What you will do:
Answer these questions from the cholangiogram text below:
1. In which organ is bile created?
2. What condition can result when obstruction prevents the pancreas's digestive fluids from draining?
3. What may dilated ducts in the results indicate?

Page excerpt:

Why is the test performed?

Bile is a by-product of protein metabolism which is created in the liver and excreted into the intestines via the bile ducts. If bile cannot be removed from the body, it collects in the blood and is seen as a yellow discoloration of the skin and eyes (jaundice).

As well, the pancreas creates digestive fluids, which drain via a common bile duct into the intestine, and thus obstruction can prevent the drainage of the fluids and may cause pancreatitis (inflammation of the pancreas).

A percutaneous cholangiogram may distinguish between obstructive and non-obstructive causes of jaundice and pancreatitis. If there is an obstruction, it can then be located and described.

What an abnormal result means?

The results may show ducts that are dilated which may indicate there is an obstruction. The obstruction may be caused by infection, scarring, stones, or cancer in the bile ducts, liver, pancreas, or region of the gallbladder.

Listed records:

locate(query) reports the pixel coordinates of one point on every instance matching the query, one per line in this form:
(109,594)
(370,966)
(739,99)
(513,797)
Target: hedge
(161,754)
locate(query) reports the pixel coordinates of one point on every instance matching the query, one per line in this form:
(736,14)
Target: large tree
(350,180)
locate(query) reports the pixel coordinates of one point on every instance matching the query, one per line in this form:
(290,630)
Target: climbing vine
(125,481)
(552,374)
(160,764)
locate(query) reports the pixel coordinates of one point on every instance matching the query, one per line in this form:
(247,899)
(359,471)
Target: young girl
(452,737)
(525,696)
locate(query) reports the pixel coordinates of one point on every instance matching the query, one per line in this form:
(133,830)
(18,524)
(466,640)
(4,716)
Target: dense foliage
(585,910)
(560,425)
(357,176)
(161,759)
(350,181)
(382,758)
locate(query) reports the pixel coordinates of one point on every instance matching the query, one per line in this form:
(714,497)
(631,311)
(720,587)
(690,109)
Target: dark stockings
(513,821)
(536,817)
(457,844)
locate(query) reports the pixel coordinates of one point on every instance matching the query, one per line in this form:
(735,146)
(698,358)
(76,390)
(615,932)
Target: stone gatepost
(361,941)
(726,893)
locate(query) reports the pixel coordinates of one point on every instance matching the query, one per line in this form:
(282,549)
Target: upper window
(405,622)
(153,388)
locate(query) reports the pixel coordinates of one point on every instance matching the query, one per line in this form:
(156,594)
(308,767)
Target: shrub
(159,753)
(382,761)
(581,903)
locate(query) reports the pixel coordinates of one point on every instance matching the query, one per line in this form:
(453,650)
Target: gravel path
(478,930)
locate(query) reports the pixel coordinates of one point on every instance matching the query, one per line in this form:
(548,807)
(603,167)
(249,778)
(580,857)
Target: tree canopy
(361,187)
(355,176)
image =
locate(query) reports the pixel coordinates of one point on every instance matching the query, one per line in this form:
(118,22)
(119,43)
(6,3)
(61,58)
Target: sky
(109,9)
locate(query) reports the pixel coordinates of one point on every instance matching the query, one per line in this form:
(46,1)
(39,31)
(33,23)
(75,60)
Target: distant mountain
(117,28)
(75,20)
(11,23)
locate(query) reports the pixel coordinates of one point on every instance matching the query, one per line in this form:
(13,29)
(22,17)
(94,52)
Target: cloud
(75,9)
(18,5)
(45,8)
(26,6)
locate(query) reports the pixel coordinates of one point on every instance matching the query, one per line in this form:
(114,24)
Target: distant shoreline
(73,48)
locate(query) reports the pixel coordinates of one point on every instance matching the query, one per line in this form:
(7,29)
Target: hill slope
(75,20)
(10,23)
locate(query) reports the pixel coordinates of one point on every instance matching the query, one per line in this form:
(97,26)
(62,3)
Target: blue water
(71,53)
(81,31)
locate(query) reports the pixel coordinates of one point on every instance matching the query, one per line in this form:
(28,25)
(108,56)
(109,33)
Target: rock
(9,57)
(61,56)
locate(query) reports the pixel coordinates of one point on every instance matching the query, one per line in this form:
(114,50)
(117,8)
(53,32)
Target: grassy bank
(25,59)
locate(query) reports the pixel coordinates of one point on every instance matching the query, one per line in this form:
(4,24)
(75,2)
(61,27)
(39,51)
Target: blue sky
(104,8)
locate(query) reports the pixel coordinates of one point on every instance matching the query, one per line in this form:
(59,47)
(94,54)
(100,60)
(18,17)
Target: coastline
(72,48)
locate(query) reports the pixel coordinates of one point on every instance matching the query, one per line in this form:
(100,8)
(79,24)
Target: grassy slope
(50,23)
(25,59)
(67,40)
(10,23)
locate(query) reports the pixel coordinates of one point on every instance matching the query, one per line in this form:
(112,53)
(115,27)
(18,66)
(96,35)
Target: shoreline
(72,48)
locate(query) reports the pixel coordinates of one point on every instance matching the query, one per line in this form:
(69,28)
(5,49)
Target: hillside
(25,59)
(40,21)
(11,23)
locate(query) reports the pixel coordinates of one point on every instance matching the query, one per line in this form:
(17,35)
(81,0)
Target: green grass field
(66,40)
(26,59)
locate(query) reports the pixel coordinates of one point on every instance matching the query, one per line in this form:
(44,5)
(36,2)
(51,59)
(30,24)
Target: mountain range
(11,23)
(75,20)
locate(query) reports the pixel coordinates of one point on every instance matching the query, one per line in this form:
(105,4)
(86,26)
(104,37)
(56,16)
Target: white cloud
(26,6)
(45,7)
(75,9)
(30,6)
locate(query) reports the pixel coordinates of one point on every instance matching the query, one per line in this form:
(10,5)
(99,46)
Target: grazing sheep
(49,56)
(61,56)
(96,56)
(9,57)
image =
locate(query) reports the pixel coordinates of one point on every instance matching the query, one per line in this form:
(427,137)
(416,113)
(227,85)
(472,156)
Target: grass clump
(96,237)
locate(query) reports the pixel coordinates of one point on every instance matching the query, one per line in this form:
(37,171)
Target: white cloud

Answer for this exercise:
1. The liver.
2. Pancreatitis (inflammation of the pancreas).
3. That there is an obstruction.